In the forum thread about the dunk contest, rewrite the stretch from "Yeah and thats" through "wasn't screwed first.", changing "OT" to "overtime".

- **EXTRACT TO READ**:

——————

# Nate Wins Slam Dunk Contest



## knicksfan (Jan 4, 2003)

I did not watch the event but according to a friend of mine he beat Andre Iguodala in a dunk off.


GO KNICKS AND GO NATE ROBINSON 

At least we're not completely shut out from the ASG


----------



## Richie Rich (May 23, 2003)

F-i-x-e-d


----------



## The True Essence (May 26, 2003)

yeah, nate!!!!!!!!!

and **** everyone whos gonna whine about it.


----------



## Gotham2krazy (Nov 22, 2005)

it wasn't fixed. if nate didn't make so many errors, everything he did except for AI2's behind the backboard would've had perfect 50's


----------



## wilon_1 (Jul 25, 2002)

Ya'll know everyone is gonna start hatin'. AI2's last dunk sucked. Boring. been done 100 times before. Nate's last was awesome. Shows how athletic he is too that he could keep going after so many tries.


----------



## Gotham2krazy (Nov 22, 2005)

wilon_1 said:


> Ya'll know everyone is gonna start hatin'. AI2's last dunk sucked. Boring. been done 100 times before. Nate's last was awesome. Shows how athletic he is too that he could keep going after so many tries.


agreed. between the legs? nate had in between the legs, but no one's seen someone so small do it before, but at AI2's height it's so boring used over and over again


----------



## Richie Rich (May 23, 2003)

sorry homers but the dunk contest has officially been ruined when u get 14 tries to do one dunk and still get a 47...pathetic...iggy won this.


----------



## The True Essence (May 26, 2003)

Yeah, because the dunk thats been done by everyone since 1995 should win.


----------



## Gotham2krazy (Nov 22, 2005)

uhs why? it was dunk off so everything had to be fresh. AI2 knew he needed something new so he can pull of the win, but between the legs just isn't good enough


----------



## Truknicksfan (Mar 25, 2005)

> F-i-x-e-d


Yeah and thats why the one judges gave AI's dunk a 10 when he deserved like a 8(under the leg)....it would never have went into OT if Nate wasn't screwed first.


----------



## Sixerfanforlife (Jun 23, 2005)

You guys are disgustingly hideous at arguing, what does 5 9's equal? 45? Is that how much he needed to win? Indeed, so getting 4 9's and 1 ten, is like giving him a better score. Once the 'judges' saw that Iggy was going to win, they all the sudden changed the score. On NBA live 2006, you get 3 dunk attempts, granted Nate got 20, that's unbelivable. You'd be hoping that Nate would decline having won, because he's didn't truly win, but this is no cartoon show.

——————

- **PROVIDED MATERIAL**:
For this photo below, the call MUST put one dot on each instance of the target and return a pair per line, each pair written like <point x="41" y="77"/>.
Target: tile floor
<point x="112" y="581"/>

——————

- **SOLUTION**:
Yeah and thats why the one judges gave AI's dunk a 10 when he deserved like a 8(under the leg)....it would never have went into overtime if Nate wasn't screwed first.